* Texte fourni
···
Deux des plus importantes sociétés de construction au Québec viennent d'avouer une fraude fiscale de plusieurs millions de dollars. Mais on n'en connaîtra pas les détails ni la mécanique bien huilée.

Pourquoi? Parce que Simard-Beaudry Construction et Construction Louisbourg ont plaidé coupables à la première occasion, mardi. La preuve ne sera donc jamais exposée. On doit se contenter d'un vague résumé des faits principaux: les deux sociétés d'Antonio Accurso faisaient passer de fausses dépenses ou des dépenses pour des bijoux et un bateau dans leurs frais, pour éviter illégalement de l'impôt.

Voilà qui illustre à merveille que Jean Charest a tort de prétendre que les opérations policières suffisent à exposer les systèmes de fraude et de collusion dans le monde de la construction.
···
Dans le texte fourni, résumez sous forme de liste le paragraphe qui commence par « Pourquoi? Parce que », en gardant ses faits principaux. Servez-vous seulement du texte fourni.

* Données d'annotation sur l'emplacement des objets
···
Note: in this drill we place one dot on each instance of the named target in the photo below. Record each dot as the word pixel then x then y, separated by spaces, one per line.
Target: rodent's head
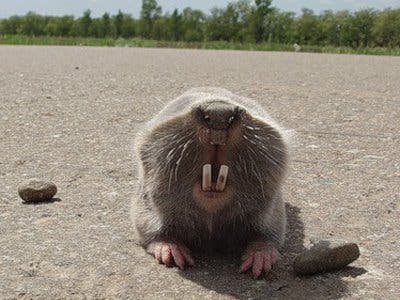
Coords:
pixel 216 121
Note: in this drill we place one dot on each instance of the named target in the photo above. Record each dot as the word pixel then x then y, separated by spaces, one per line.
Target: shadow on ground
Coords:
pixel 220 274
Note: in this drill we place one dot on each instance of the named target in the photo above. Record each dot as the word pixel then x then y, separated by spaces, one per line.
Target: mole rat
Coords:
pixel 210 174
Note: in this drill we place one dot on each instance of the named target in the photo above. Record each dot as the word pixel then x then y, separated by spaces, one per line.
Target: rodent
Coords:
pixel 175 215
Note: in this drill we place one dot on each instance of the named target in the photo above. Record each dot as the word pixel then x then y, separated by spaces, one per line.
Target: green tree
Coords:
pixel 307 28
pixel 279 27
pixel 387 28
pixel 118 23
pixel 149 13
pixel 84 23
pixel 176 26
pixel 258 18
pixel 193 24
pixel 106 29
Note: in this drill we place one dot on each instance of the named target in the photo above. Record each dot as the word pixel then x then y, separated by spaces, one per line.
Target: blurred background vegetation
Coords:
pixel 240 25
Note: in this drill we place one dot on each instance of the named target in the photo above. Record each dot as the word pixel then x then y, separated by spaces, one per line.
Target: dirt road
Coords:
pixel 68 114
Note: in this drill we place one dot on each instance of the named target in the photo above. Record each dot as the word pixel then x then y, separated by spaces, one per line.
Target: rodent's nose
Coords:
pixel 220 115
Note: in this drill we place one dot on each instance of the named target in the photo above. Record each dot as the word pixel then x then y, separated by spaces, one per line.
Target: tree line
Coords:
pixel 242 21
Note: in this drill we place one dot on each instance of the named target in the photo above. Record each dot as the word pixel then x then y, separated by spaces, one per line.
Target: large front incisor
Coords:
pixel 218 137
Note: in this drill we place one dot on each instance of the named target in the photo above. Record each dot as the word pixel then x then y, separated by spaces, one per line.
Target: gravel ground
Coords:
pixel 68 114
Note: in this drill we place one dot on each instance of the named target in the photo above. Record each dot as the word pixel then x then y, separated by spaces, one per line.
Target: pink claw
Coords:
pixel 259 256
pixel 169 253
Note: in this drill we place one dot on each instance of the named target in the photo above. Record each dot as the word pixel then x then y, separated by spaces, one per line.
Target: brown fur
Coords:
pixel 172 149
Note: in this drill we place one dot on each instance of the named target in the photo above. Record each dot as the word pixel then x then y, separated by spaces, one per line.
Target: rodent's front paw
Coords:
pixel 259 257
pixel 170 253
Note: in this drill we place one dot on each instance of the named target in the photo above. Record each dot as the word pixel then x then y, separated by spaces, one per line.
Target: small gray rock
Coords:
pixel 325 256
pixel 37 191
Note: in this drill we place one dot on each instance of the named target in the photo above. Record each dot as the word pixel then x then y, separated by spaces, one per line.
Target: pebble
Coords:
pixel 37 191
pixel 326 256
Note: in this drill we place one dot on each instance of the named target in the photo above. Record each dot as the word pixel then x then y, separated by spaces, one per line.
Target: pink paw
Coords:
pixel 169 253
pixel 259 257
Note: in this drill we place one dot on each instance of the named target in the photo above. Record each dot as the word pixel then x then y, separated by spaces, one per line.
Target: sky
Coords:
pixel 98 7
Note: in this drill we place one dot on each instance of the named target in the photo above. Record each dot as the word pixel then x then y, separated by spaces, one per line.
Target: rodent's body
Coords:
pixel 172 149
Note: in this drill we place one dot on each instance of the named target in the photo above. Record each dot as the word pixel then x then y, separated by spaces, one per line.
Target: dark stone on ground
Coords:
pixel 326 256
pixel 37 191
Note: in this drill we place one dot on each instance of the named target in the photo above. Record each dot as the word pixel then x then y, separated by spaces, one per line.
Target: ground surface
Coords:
···
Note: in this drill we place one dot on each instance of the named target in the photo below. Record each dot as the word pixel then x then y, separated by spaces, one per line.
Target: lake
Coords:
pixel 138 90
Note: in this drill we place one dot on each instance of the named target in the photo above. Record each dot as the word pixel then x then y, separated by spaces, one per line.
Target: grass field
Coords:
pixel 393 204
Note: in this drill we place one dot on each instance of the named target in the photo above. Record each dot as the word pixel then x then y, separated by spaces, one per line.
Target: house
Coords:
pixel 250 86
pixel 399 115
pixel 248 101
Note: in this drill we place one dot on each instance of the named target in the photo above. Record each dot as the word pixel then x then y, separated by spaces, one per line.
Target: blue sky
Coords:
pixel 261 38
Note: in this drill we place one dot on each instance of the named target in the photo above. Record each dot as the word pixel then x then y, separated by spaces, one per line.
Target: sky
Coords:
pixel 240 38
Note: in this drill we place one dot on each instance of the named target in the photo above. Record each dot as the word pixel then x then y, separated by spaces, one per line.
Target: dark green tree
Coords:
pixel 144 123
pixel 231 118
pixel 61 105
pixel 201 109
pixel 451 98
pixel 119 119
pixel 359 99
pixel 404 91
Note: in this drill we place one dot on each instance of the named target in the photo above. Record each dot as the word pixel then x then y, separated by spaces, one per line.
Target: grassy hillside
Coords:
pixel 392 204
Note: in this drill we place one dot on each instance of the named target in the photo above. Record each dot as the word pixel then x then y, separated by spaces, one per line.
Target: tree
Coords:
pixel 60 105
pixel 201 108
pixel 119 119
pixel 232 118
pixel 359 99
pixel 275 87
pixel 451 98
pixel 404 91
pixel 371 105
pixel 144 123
···
* Résultat obtenu
- Simard-Beaudry Construction et Construction Louisbourg ont plaidé coupables à la première occasion, mardi.
- La preuve ne sera donc jamais exposée, et on n'a qu'un vague résumé des faits principaux.
- Ces deux sociétés d'Antonio Accurso passaient dans leurs frais de fausses dépenses, ou des dépenses pour des bijoux et un bateau, pour éviter illégalement de l'impôt.